WHAT TO DO
1: Rewrite the paragraph beginning "Fourth generation fisher Luke Anedda" from the Corner Inlet fishers profile as a short bulleted list that keeps its main facts.
2: Answer these questions from the Corner Inlet fishers profile:
(a) How many fishers work in Corner Inlet?
(b) At what age did Neville Clarke start helping his father?
(c) What role does Karen have in Neville's business?
3: Write what comes next in the Corner Inlet fishers profile, starting after its last sentence.

EXTRACT TO READ
================
Two Hands presents Luke Anedda and Neville Clarke to you.
The Corner Inlet has come to be known as a “World Class” fishery, thanks to hardworking generational fishers like Luke and Neville, running family businesses from Victoria’s last bay and inlet fishery.
Fourth generation fisher Luke Anedda is one of 18 fishers in Corner Inlet. As a true family business, Luke’s fishing is supported by his wife Adonica’s expertise in processing and packing the fish, while his brother and two other loyal employees work as deckhands and maintenance. His ‘semi-retired’ father remains the ‘guru’ behind the fishing gear used in the inlet while his mother handles the business accounts.
“I love being out in nature and around its elements”, Luke says. Having spent time catching fish around Flinders Island and the West coast of Tasmania, Luke knew he wanted to come back to Corner Inlet and carry the family business forward. “Our business is very focused on sustainability and the environment. We pride ourselves on looking after our inlet and minimising our footprint on nature while still providing consumers with beautiful Australian seafood”.
Neville Clarke is a third generation fisher based at Port Franklin, which is one of the three main ports at Corner Inlet. His fishing days go back to when he was a helping hand to his father during school holidays, at the mere age of seven.
“I always took an interest in fishing as my father was a commercial fisherman and grew to love the industry. I love to fish sustainably and supply consumers with high quality fish. I love the challenge of fishing in a wild catch fishery.” Neville’s wife Karen is a partner in the business, assisting him with bookwork and accounting. They also employ one deckhand at present.
================
DATA EXTRACT
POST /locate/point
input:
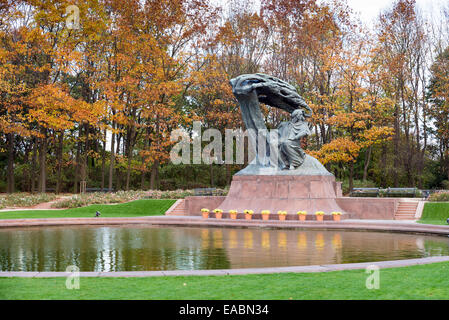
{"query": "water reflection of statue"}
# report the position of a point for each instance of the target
================
ANSWERS TO THE PROBLEMS
1:
- Luke Anedda is a fourth-generation fisher and one of 18 fishers in Corner Inlet.
- His wife Adonica processes and packs the fish.
- His brother and two other employees work as deckhands and on maintenance.
- His semi-retired father is the "guru" behind the fishing gear used in the inlet.
- His mother handles the business accounts.

2:
(a) 18
(b) Seven
(c) She is a partner in the business and helps with bookwork and accounting.

3:
The fish at Corner Inlet is caught by a low impact net method, designed by the region’s fishers to ensure better fish quality and reduce environmental impact. With the fish being caught and packed on the same day, the product guarantees freshness and exceptional taste. Each fish is measured and transferred immediately to an ice slurry. This ensures rapid cooling of the product, increasing its shelf life by reducing the release of stress chemicals and slowing the onset of rigor mortis. This care ultimately improves the quality of the product through to restaurants and consumers and also ensures only target species are harvested.
Many fishers like Luke and Neville are also actively involved with landcare groups such as the Yarram Landcare Network, to offset the growing impact of agriculture run-off on seagrass meadows. This work has resulted in successful regeneration of the critical breeding habitat thereby protecting a future for marine species. For more information, click here.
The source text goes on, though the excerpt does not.